=== Problem statement ===
Copy out the entries below, changing each "Target" to "Object" and keeping every other character as it stands.

=== Data provided ===

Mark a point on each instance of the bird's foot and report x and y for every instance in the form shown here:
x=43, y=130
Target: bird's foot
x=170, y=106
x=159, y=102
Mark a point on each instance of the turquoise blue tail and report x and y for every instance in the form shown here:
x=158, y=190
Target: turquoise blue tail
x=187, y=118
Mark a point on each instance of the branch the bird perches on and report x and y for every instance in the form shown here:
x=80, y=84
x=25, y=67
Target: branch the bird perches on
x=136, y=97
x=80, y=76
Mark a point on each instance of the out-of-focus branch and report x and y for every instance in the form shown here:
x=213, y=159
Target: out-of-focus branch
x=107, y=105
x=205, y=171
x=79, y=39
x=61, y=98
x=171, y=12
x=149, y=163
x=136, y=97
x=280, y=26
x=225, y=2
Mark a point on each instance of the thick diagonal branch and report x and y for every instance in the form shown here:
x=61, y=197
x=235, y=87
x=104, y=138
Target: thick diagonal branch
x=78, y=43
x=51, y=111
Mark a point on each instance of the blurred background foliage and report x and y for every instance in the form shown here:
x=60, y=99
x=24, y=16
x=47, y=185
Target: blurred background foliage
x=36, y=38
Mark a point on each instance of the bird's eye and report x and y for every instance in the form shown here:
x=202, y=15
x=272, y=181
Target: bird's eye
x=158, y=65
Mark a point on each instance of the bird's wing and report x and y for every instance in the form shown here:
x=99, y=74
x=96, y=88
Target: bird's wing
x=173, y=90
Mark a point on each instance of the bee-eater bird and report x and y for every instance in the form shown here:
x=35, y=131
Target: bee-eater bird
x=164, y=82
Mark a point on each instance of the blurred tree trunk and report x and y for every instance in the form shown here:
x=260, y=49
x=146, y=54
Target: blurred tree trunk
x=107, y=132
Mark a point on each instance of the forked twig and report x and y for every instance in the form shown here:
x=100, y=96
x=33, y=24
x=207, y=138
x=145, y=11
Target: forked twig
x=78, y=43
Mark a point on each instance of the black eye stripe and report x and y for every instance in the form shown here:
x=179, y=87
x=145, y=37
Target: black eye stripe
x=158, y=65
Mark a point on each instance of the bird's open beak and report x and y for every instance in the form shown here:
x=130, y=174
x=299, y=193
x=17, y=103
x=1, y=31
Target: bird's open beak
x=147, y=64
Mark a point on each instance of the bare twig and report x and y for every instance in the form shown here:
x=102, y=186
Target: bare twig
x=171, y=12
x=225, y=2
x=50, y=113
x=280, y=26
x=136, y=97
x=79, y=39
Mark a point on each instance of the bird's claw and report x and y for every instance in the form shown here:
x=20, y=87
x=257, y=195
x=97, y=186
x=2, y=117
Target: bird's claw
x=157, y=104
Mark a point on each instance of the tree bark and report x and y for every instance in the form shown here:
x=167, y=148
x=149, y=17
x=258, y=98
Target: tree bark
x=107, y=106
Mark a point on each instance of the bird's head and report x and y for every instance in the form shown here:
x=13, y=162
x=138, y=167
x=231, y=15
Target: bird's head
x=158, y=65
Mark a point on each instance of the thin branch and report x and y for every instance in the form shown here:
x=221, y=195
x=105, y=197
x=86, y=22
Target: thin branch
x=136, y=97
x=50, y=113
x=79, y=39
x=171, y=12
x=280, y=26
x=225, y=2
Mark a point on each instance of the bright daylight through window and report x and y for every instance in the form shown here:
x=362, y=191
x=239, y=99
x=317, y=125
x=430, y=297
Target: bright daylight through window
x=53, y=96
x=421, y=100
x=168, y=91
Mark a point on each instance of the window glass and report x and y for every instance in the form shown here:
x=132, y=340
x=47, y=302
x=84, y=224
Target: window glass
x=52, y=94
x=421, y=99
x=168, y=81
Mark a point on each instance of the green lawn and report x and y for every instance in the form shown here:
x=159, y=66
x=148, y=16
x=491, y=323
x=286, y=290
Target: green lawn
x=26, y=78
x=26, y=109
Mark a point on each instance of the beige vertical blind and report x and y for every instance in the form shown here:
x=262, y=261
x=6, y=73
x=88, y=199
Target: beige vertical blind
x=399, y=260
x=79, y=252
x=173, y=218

=== Solution below ===
Mark a point on each instance of the bird's foot and report x and y for every instance in the form shown here:
x=43, y=130
Object: bird's foot
x=170, y=106
x=159, y=102
Mark a point on each instance of the turquoise blue tail and report x and y for every instance in the form shown here:
x=158, y=190
Object: turquoise blue tail
x=187, y=118
Mark a point on each instance of the branch the bird perches on and report x and y for every instance in the form shown here:
x=80, y=84
x=25, y=67
Object: branch the bird perches on
x=136, y=97
x=80, y=76
Mark a point on each instance of the out-of-focus branch and report x and y for every instance in the form shown here:
x=213, y=159
Object: out-of-focus branch
x=107, y=105
x=205, y=171
x=79, y=39
x=61, y=98
x=171, y=12
x=149, y=163
x=136, y=97
x=280, y=26
x=225, y=2
Mark a point on each instance of the thick diagonal branch and report x and y for every instance in the form shown here:
x=61, y=197
x=235, y=87
x=104, y=138
Object: thick diagonal branch
x=78, y=43
x=51, y=111
Mark a point on each instance of the blurred background foliage and report x and y for every instance in the form shown here:
x=60, y=99
x=24, y=16
x=47, y=185
Object: blurred background foliage
x=36, y=38
Mark a point on each instance of the bird's eye and report x and y for every instance in the form shown here:
x=202, y=15
x=272, y=181
Object: bird's eye
x=158, y=65
Mark a point on each instance of the bird's wing and report x and y for every instance in the form shown here:
x=99, y=74
x=96, y=88
Object: bird's wing
x=173, y=90
Mark a point on each instance of the bee-eater bird and report x and y for every instance in the form shown here:
x=35, y=131
Object: bee-eater bird
x=164, y=82
Mark a point on each instance of the blurred tree trunk and report x and y for every instance in the form shown here:
x=260, y=49
x=146, y=54
Object: blurred tree trunk
x=107, y=132
Mark a point on each instance of the forked twig and report x and y for every instance in the form shown here:
x=100, y=96
x=33, y=24
x=207, y=138
x=145, y=11
Object: forked twig
x=78, y=43
Mark a point on each instance of the black eye stripe and report x and y for every instance in the form shown here:
x=179, y=87
x=145, y=37
Object: black eye stripe
x=158, y=65
Mark a point on each instance of the bird's open beak and report x and y for every instance in the form shown here:
x=130, y=174
x=299, y=193
x=17, y=103
x=1, y=31
Object: bird's open beak
x=147, y=64
Mark a point on each instance of the bare twig and report x and y for every instance in the form shown here:
x=102, y=186
Object: bare twig
x=171, y=12
x=225, y=2
x=50, y=113
x=280, y=26
x=136, y=97
x=79, y=39
Mark a point on each instance of the bird's claw and report x and y for every instance in the form shown here:
x=20, y=87
x=257, y=195
x=97, y=186
x=2, y=117
Object: bird's claw
x=157, y=104
Mark a point on each instance of the tree bark and report x and y for every instance in the form shown here:
x=167, y=148
x=149, y=17
x=258, y=98
Object: tree bark
x=107, y=106
Mark a point on each instance of the bird's head and report x and y for every instance in the form shown here:
x=13, y=162
x=138, y=167
x=231, y=15
Object: bird's head
x=158, y=65
Mark a point on each instance of the thin branch and report x and y for every instance in the form shown here:
x=221, y=195
x=105, y=197
x=86, y=22
Object: thin branch
x=136, y=97
x=50, y=113
x=79, y=39
x=171, y=12
x=280, y=26
x=225, y=2
Mark a point on each instance of the bright daylight through window and report x and y for every instance in the form shown here:
x=362, y=191
x=239, y=99
x=317, y=125
x=430, y=297
Object: bright daylight through window
x=53, y=96
x=421, y=100
x=168, y=91
Mark a point on each instance of the window glass and report x and y for every instance in the form shown here:
x=132, y=340
x=47, y=302
x=84, y=224
Object: window glass
x=52, y=94
x=421, y=99
x=168, y=81
Mark a point on each instance of the green lawn and report x and y for every instance in the form shown here:
x=159, y=66
x=148, y=16
x=491, y=323
x=286, y=290
Object: green lawn
x=26, y=78
x=26, y=109
Mark a point on each instance of the beige vertical blind and report x and y for every instance in the form shown here:
x=262, y=261
x=6, y=73
x=88, y=199
Object: beige vertical blind
x=399, y=260
x=79, y=252
x=173, y=218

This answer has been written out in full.